*** TASK DATA ***

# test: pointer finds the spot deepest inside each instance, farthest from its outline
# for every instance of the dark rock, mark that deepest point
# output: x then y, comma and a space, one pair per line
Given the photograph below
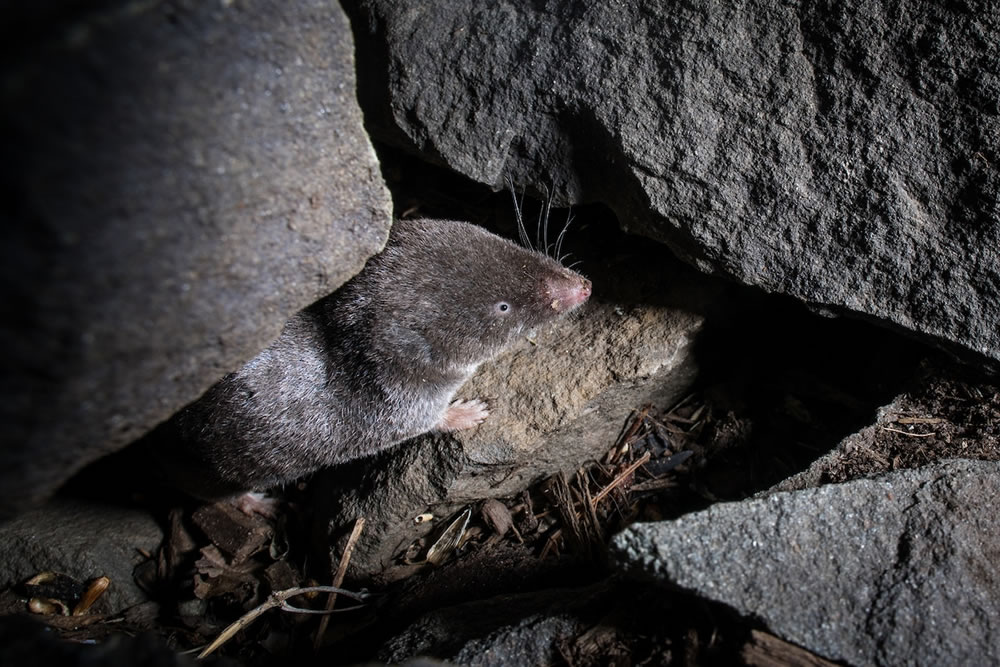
83, 541
846, 155
901, 569
178, 179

***

Repeat the records in full, exactly as they appear, but with the pictures removed.

» **OUTPUT OF THE EXERCISE**:
# test: pointer finds the spot deepest inside each instance, farthest from its outline
# for every instance of the dark rock, mark that deepest point
# output: x then y, comma and a space, one pair per line
Given the photograph below
83, 541
846, 155
901, 569
178, 179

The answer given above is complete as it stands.